Pero la tentación del relato también puede colarse en el ámbito religioso, pues es la excusa perfecta para imponer las propias opiniones sin mucho trabajo. Manifiesta la mala fe del relator o bien, la mayoría de las veces, su pereza o incompetencia. En general toma la forma de un discurso histórico construido por supuestos y completamente despreocupado de las fuentes, y sobre el que se fundamentan las propias posturas. Es decir, una suerte de mito en nombre del cual se toman decisiones y se mete mano a la doctrina y a las prácticas de la religión. Sirva como ejemplo el caso del Papa Francisco refiriéndose a la “teología de la economía” que siguen los ortodoxos para autorizar un segundo matrimonio a fin de matizar su manga ancha con respecto al tema, o el de un teólogo que se despachaba contra las obras de Tolkien considerándolas simplemente “un agradable y cautivante pasatiempo” y sin apenas haberlas leído.
Me parece interesante insistir sobre este tema ya que uno de los post anteriores recibió un par de comentarios referidos a una alusión que hice al llamado “misal de Alcuino”, una suerte de misal de la curia romana reformado que se utilizó durante el reinado de Carlomagno en la Galia. El comentador decía que esa reforma litúrgica había sido aceptada sin reticencia por los fieles porque era totalmente ortodoxa, y otro comentarista más agregaba algún detalle acerca de los misalitos que usaban los fieles carolingios.

# Consigna a:
Enumera todas las expresiones que el texto sobre el relato en el ámbito religioso pone entre comillas.

# Entradas proporcionadas:
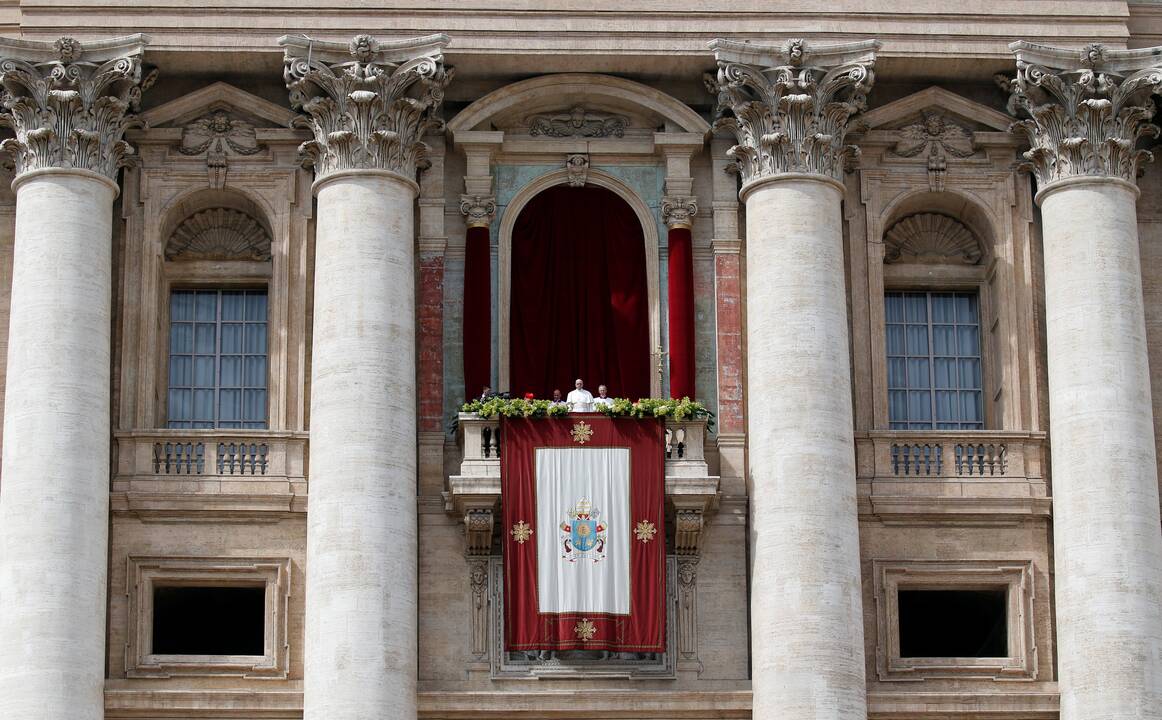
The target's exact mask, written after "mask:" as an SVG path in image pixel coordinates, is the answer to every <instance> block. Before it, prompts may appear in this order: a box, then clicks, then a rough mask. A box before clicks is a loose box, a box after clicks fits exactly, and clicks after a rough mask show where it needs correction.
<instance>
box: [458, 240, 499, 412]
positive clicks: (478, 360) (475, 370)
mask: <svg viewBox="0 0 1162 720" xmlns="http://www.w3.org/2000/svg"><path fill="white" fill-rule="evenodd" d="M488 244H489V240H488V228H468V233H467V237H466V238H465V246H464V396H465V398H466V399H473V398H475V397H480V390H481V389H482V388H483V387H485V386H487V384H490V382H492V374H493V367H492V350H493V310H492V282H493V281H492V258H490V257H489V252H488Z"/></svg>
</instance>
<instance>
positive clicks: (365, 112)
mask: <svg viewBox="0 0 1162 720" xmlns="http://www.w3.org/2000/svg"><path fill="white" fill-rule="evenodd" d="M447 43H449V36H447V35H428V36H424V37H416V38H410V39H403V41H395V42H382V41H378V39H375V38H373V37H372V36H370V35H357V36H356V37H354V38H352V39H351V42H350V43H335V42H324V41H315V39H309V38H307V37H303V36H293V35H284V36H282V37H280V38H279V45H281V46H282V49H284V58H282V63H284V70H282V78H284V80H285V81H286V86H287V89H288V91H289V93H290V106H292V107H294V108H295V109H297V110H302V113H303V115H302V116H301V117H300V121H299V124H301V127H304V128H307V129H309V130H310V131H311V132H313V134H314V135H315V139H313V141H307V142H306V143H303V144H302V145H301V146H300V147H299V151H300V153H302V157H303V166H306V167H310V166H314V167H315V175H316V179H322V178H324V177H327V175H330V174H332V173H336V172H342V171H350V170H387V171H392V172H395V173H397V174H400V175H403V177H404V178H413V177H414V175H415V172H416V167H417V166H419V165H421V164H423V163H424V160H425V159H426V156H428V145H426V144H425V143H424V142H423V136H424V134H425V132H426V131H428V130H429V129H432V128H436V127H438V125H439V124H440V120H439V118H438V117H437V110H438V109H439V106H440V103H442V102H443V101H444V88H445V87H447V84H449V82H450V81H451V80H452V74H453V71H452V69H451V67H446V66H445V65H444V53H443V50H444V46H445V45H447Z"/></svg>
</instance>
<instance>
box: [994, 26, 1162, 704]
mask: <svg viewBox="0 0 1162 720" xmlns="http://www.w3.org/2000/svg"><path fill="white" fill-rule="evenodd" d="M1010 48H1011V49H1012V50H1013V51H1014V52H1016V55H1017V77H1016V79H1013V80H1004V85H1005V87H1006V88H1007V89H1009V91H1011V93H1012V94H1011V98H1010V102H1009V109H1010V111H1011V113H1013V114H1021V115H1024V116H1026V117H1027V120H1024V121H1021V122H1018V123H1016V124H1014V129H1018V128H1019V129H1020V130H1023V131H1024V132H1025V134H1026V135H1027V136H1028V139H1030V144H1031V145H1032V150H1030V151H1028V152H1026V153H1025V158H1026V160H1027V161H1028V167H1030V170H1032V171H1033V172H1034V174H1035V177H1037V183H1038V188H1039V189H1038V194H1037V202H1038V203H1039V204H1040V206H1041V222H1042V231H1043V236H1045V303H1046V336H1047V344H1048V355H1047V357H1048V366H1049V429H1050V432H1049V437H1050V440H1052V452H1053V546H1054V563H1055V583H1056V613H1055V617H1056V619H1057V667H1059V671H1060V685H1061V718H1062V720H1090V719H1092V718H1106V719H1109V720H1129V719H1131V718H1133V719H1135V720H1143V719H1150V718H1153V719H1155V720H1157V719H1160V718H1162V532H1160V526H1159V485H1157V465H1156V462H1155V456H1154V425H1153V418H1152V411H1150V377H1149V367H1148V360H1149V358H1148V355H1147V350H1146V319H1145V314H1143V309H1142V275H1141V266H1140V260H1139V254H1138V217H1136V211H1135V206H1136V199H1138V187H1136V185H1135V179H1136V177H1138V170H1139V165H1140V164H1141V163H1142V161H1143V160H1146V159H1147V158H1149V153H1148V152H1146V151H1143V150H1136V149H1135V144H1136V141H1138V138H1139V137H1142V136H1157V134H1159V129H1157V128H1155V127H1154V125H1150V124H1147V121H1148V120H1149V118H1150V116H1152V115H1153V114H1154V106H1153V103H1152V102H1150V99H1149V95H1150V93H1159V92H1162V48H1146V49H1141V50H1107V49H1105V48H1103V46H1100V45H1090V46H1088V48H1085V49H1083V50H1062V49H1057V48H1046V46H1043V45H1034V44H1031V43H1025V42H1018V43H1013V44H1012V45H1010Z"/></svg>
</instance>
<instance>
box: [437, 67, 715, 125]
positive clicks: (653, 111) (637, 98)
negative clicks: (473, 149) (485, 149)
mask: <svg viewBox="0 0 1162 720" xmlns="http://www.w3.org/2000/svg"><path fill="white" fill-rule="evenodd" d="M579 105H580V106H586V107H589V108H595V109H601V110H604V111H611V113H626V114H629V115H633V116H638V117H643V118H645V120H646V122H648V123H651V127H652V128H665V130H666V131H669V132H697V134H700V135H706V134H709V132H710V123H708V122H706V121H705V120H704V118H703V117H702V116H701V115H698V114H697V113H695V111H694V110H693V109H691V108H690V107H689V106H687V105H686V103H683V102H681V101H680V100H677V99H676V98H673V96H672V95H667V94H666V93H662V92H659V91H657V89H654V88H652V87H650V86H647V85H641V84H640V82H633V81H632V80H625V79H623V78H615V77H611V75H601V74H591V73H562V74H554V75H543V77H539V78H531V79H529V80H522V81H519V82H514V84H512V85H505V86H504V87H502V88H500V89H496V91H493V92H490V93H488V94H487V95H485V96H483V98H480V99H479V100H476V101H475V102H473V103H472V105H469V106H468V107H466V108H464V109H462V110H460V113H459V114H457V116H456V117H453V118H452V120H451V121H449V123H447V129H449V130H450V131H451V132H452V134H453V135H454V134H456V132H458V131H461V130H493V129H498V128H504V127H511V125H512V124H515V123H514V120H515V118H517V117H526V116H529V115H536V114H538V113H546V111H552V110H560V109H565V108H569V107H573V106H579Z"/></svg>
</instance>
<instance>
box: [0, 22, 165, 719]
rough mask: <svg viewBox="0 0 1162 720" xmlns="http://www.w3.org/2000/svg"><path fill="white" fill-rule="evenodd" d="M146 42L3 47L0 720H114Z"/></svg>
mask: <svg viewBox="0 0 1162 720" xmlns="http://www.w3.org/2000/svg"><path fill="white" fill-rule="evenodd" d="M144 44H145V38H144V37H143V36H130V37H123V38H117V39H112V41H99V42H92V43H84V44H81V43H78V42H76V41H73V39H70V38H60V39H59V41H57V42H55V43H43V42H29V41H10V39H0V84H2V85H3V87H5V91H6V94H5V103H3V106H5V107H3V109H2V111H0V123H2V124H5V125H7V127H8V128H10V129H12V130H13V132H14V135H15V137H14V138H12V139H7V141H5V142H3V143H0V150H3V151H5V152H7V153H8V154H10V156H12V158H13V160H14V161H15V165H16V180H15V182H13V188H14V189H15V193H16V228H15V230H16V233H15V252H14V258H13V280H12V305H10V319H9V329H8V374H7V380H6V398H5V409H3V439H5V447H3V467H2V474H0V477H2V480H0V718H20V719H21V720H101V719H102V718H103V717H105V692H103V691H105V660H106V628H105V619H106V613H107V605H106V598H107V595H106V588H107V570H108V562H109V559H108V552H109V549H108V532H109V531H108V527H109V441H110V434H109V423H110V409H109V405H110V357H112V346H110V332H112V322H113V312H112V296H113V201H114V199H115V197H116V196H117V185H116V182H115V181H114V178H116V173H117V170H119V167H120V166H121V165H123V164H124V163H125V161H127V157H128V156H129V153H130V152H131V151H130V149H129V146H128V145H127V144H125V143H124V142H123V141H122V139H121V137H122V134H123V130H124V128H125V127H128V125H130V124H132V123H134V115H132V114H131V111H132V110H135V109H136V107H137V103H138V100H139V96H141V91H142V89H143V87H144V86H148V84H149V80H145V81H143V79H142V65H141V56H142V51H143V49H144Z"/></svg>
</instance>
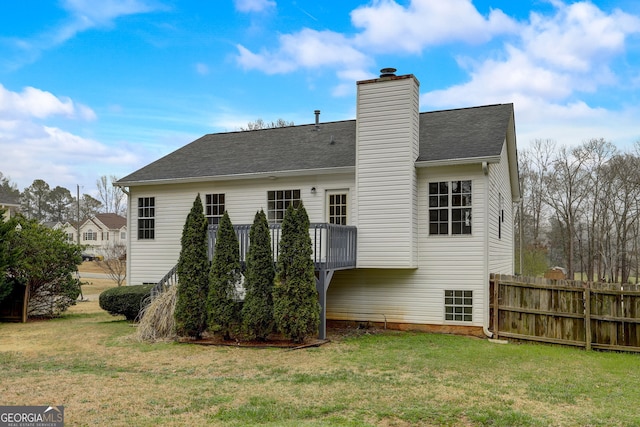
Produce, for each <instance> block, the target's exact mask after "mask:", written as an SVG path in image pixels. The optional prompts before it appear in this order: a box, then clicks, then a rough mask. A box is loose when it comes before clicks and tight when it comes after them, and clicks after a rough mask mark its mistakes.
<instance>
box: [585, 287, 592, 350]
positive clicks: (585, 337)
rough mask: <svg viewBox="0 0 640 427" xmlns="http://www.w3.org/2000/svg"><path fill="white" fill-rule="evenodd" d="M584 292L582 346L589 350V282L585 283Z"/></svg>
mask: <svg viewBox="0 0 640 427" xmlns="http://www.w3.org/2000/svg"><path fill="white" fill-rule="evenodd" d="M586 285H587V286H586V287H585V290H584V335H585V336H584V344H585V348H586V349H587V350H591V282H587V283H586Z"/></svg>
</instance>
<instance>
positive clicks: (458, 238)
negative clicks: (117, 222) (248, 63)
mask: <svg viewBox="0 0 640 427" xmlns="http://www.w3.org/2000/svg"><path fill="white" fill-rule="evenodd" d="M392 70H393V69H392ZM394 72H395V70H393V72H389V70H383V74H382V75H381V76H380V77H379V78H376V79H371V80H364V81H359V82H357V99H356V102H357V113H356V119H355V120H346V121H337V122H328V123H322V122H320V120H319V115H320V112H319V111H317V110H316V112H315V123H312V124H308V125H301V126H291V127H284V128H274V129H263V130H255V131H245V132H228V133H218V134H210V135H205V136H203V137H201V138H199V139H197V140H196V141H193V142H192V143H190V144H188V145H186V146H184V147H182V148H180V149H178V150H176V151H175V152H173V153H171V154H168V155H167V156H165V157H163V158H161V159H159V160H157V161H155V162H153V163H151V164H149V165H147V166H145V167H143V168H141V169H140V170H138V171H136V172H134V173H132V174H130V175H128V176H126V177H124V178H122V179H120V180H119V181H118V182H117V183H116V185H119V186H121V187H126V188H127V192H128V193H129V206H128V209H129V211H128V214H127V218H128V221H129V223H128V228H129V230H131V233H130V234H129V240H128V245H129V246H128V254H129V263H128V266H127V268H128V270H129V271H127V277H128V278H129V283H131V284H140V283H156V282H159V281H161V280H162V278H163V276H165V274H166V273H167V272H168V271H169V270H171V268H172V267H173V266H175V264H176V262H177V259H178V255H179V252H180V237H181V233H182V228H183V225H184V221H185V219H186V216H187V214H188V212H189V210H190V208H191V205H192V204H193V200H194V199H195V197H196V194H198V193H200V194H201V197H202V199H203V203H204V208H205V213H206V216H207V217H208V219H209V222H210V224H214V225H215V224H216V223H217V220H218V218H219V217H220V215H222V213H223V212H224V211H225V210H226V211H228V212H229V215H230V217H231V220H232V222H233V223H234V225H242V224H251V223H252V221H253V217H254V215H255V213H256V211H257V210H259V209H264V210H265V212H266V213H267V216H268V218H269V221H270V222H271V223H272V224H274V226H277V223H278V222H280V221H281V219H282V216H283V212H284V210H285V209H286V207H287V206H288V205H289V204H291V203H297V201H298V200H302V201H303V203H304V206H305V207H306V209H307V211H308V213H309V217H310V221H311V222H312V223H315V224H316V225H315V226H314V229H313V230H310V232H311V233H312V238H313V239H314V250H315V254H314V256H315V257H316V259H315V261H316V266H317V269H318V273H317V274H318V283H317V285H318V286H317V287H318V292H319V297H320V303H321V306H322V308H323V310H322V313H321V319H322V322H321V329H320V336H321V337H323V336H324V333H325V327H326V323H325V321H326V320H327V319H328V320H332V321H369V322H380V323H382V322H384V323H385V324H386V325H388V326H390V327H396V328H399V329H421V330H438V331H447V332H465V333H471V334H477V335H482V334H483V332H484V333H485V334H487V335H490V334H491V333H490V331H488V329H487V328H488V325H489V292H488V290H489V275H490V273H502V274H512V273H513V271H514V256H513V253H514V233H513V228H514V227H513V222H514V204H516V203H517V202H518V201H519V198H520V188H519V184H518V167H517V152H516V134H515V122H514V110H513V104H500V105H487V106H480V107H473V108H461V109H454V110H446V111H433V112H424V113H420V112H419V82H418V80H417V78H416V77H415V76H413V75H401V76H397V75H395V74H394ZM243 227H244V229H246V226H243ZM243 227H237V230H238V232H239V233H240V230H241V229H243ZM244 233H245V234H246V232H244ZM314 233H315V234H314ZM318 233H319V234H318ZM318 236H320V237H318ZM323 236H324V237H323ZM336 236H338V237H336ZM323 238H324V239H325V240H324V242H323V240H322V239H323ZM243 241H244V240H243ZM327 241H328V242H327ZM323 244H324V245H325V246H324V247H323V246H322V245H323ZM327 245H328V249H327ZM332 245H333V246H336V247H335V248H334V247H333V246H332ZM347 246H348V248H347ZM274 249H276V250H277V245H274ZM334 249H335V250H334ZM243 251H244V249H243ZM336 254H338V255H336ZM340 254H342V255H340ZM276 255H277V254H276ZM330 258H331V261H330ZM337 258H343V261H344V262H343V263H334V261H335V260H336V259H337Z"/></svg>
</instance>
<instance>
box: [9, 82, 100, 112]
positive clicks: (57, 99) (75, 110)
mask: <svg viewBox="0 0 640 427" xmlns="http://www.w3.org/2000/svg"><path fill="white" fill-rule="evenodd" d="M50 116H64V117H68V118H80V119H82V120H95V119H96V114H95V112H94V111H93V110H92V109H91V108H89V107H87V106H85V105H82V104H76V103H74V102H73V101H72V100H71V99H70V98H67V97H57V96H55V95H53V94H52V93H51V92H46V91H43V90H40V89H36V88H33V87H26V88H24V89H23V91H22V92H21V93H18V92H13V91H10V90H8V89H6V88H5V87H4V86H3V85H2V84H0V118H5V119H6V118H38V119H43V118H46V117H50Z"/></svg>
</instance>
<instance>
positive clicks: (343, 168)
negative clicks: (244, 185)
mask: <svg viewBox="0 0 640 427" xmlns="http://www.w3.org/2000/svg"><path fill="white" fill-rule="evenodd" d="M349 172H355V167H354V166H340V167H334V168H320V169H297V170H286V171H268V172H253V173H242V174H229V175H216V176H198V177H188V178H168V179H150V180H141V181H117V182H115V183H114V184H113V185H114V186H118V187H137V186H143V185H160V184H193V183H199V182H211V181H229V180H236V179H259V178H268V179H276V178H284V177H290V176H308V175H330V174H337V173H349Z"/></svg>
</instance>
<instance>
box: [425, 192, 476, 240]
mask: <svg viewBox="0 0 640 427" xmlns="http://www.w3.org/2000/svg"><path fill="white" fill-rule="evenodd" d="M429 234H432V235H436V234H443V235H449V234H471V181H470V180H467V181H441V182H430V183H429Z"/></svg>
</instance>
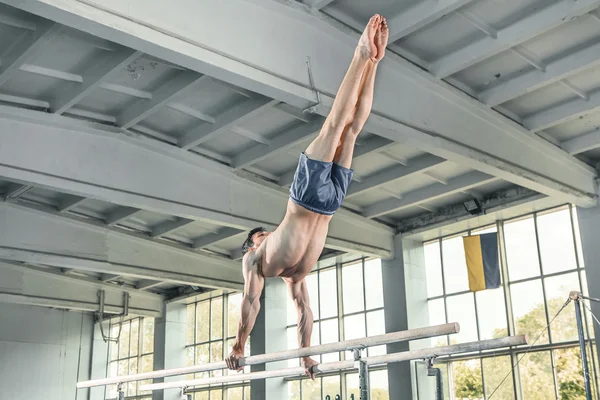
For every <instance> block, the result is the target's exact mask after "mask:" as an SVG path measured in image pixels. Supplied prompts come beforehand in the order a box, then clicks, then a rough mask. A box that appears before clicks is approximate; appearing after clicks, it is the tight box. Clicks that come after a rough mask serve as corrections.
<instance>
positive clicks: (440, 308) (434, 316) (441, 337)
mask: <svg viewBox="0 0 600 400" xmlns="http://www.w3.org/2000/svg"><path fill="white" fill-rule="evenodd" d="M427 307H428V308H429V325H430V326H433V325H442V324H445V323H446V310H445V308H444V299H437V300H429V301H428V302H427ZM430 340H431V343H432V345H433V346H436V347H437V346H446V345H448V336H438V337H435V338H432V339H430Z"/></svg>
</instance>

# Consigna b:
Extrae del listado cada línea que contenga la cadena "negative", distinguiendo entre mayúsculas y minúsculas.

# Respuesta del ejercicio a:
- “teología de la economía”
- “un agradable y cautivante pasatiempo”
- “misal de Alcuino”

# Respuesta del ejercicio b:
negative clicks: (473, 149) (485, 149)
negative clicks: (117, 222) (248, 63)
negative clicks: (244, 185)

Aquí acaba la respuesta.